* **EXERCISE SET**
1. In the commit diff, which package does the top-level CMakeLists.txt now require?
2. Resume the commit diff from the point at which it stops.
* START SOURCE PASSAGE *
Base: Allow all valid Python 3 identifier characters

Note: Does not check for keywords, only character classes (not a change from the original code).
2025-07-14 09:55:32 -05:00
parent 7b85239093
commit c26e3e9756
8 changed files with 136 additions and 25 deletions
--- a/CMakeLists.txt
+++ b/CMakeLists.txt
@@ -77,6 +77,7 @@ SetupDoxygen()
 SetupLibFmt()
 SetupYamlCpp()
 SetupZipIos()
+find_package(ICU REQUIRED COMPONENTS uc i18n)
 if(NOT FREECAD_LIBPACK_USE OR FREECAD_LIBPACK_CHECKFILE_CLBUNDLER OR FREECAD_LIBPACK_CHECKFILE_VERSION)
    SetupPython()
    SetupPCL()
--- a/cMake/FreeCAD_Helpers/PrintFinalReport.cmake
+++ b/cMake/FreeCAD_Helpers/PrintFinalReport.cmake
@@ -141,6 +141,7 @@ macro(PrintFinalReport)
    conditional(pybind11 pybind11_FOUND "not enabled" ${pybind11_VERSION})
    simple(Boost ${Boost_VERSION})
    simple(XercesC "${XercesC_VERSION} [${XercesC_LIBRARIES}] [${XercesC_INCLUDE_DIRS}]")
+    simple(ICU "${ICU_VERSION}")
    simple(ZLIB "${ZLIB_VERSION_STRING}")
    simple(OCC "${OCC_VERSION_STRING} [${OCC_LIBRARY_DIR}] [${OCC_INCLUDE_DIR}]")
    simple(OCC_Libs "[${OCC_LIBRARIES}]")
--- a/src/Base/CMakeLists.txt
+++ b/src/Base/CMakeLists.txt
@@ -28,6 +28,7 @@ target_include_directories(
    ${XercesC_INCLUDE_DIRS}
    ${ZLIB_INCLUDE_DIR}
    ${ZIPIOS_INCLUDES}
+    ${ICU_INCLUDE_DIRS}
 )

 if(MSVC)
@@ -35,6 +36,7 @@ if(MSVC)
* END SOURCE PASSAGE *
* START ENTRIES SHOWN *
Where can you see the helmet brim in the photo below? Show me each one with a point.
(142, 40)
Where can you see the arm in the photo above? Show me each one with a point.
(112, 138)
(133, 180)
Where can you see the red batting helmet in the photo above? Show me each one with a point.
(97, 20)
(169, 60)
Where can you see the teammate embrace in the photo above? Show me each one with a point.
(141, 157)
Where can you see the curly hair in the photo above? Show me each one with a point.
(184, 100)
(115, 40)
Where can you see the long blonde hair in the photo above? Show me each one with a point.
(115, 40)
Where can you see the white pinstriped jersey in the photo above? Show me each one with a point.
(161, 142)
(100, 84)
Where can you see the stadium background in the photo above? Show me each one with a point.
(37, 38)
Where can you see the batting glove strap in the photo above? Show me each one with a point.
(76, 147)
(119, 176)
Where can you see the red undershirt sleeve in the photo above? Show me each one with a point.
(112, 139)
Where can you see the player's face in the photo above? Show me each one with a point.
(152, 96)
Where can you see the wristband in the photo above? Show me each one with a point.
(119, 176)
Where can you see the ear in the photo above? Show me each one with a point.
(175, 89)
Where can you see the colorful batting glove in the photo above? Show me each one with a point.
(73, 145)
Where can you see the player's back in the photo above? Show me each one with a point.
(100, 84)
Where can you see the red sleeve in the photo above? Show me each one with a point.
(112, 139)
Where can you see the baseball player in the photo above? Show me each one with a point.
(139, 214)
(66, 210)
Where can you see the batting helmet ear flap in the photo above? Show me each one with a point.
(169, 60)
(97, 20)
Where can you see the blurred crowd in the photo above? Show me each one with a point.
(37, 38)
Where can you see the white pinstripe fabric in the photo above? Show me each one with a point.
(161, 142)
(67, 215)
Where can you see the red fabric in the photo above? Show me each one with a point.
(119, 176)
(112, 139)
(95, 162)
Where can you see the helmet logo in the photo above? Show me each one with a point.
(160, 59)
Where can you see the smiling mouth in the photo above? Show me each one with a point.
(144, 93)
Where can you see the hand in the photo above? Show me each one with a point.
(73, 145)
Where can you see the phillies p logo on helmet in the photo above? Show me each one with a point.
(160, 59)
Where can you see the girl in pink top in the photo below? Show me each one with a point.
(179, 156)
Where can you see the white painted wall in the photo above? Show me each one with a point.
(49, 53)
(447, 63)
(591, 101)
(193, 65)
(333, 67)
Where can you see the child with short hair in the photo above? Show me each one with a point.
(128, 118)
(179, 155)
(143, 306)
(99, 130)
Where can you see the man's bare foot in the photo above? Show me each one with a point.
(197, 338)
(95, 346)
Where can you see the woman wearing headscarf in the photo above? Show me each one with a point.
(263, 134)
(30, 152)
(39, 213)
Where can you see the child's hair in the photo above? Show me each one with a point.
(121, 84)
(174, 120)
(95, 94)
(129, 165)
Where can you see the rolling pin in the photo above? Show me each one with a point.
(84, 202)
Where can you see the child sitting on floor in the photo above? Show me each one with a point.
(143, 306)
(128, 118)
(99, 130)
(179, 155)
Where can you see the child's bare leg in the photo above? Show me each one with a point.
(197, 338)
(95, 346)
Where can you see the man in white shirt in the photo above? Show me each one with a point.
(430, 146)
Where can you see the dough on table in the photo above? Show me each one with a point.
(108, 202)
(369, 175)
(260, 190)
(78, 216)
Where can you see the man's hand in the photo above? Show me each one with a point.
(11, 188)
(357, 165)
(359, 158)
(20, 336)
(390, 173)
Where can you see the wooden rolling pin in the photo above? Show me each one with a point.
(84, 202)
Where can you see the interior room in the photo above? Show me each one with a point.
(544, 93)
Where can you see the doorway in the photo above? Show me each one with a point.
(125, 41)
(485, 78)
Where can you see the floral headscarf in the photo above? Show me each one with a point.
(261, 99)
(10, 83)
* END ENTRIES SHOWN *
* **ANSWERS GIVEN**
1. ICU, with the uc and i18n components.

2.
        ${Boost_LIBRARIES}
        ${XercesC_LIBRARIES}
        ${ZLIB_LIBRARIES}
+        ${ICU_LIBRARIES}
        debug MSVCRTD.LIB
        debug MSVCPRTD.LIB
        optimized MSVCRT.LIB
@@ -59,6 +61,7 @@ elseif(MINGW)
        ${XercesC_LIBRARIES}
        ${Boost_LIBRARIES}
        ${ZLIB_LIBRARIES}
+        ${ICU_LIBRARIES}
        Rpcrt4.lib
    )
 else(MSVC)
@@ -66,6 +69,7 @@ else(MSVC)
        ${XercesC_LIBRARIES}
        ${Boost_LIBRARIES}
        ${ZLIB_LIBRARIES}
+        ${ICU_LIBRARIES}
    )
 endif(MSVC)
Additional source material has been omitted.